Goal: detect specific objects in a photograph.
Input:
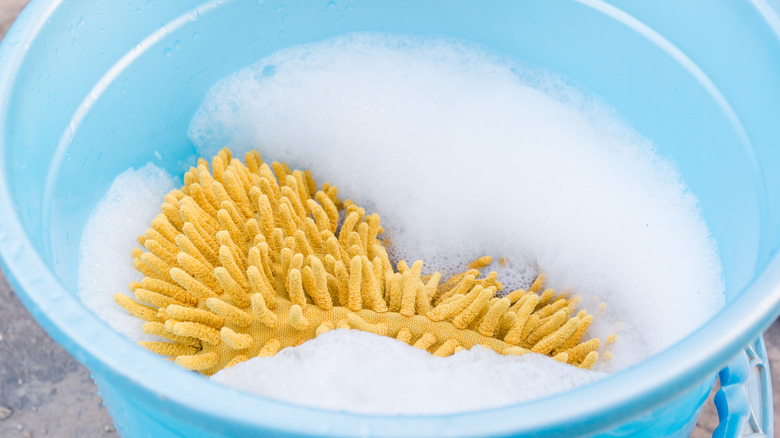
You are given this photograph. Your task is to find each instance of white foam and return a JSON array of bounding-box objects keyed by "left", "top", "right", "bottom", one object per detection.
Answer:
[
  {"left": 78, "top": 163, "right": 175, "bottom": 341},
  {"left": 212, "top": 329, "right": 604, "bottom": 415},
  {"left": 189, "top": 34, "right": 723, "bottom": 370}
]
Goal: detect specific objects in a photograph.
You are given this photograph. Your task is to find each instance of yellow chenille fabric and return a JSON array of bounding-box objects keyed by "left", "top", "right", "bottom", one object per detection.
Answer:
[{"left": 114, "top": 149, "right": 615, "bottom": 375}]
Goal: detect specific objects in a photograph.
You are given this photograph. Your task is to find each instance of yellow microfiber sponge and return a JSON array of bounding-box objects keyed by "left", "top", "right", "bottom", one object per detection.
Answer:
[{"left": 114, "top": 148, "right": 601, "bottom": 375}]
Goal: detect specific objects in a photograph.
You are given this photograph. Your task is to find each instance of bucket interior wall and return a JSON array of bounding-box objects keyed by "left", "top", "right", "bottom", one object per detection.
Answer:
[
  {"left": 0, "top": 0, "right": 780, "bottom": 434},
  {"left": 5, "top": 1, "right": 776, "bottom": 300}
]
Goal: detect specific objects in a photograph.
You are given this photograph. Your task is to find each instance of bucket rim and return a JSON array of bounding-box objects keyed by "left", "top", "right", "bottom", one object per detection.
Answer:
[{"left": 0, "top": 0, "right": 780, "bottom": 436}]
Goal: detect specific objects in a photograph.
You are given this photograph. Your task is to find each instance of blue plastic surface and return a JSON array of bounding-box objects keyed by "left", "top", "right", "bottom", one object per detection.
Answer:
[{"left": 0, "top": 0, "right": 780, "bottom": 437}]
###
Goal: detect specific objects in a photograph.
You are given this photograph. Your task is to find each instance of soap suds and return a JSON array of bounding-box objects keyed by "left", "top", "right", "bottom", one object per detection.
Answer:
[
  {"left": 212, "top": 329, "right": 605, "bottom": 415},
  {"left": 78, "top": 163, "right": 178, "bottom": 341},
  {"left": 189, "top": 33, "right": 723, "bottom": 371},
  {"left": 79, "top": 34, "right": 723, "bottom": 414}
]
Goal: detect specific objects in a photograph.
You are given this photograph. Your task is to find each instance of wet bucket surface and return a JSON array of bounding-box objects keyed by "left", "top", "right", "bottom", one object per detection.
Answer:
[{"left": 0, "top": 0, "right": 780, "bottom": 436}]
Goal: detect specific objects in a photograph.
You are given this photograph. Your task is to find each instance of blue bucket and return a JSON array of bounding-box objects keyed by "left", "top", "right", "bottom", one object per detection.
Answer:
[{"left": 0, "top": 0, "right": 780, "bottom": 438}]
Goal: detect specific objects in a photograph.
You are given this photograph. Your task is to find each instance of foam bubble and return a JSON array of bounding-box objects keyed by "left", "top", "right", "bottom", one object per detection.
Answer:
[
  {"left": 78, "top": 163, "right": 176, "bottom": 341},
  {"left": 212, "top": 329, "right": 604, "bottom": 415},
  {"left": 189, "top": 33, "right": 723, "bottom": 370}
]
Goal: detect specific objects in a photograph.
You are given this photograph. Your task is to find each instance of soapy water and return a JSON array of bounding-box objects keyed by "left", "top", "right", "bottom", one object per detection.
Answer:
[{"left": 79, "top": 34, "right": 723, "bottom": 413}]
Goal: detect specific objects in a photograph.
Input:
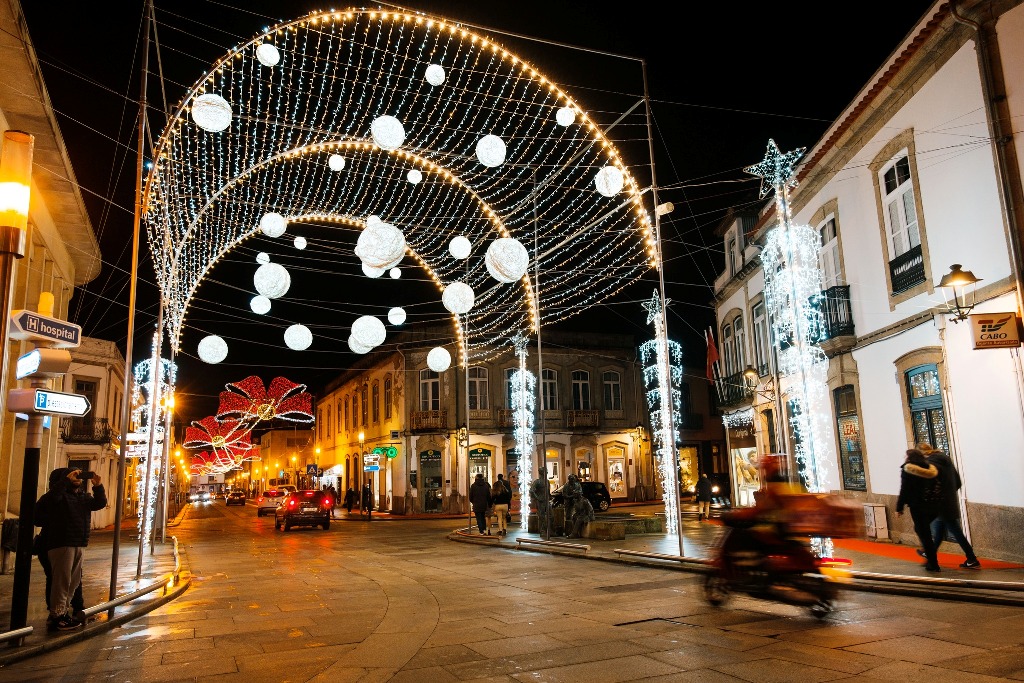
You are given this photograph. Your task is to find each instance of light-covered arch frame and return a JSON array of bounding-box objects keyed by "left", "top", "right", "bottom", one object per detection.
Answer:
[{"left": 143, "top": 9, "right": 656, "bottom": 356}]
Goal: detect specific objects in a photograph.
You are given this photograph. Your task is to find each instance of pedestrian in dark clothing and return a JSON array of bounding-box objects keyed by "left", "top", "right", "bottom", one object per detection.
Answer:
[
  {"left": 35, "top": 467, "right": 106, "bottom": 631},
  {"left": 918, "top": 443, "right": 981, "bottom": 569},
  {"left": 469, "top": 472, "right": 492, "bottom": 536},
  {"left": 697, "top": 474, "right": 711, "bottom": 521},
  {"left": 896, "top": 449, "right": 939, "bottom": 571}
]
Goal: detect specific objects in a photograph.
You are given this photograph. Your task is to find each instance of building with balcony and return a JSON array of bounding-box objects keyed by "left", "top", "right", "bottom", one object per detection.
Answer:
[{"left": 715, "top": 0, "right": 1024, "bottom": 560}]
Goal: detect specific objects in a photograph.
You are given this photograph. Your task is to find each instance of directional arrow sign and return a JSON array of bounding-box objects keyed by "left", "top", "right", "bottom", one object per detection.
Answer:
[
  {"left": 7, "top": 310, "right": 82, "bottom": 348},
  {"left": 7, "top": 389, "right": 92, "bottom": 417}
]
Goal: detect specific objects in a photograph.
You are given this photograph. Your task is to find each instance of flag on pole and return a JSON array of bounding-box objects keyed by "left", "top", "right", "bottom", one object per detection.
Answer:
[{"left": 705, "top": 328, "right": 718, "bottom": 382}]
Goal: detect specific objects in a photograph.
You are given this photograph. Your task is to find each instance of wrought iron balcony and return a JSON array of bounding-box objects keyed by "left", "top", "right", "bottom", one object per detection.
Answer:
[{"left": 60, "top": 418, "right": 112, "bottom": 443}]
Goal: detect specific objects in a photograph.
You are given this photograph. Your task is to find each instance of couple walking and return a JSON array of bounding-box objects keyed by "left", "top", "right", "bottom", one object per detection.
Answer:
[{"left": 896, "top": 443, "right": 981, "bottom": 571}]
###
Objective
Report each line of the records above that contains the string "foam", copying every such line in full.

Right answer
You are given this photograph. Your task is to find each instance of white foam and return a JSON array of bounding-box objects keyed by "left", "top", "right", "bottom", one object per detection.
You are given this photograph. Your task is to find each instance of foam bubble and return a JSON array of bounding-box objects keyed by "left", "top", "right", "bottom", one object per detection.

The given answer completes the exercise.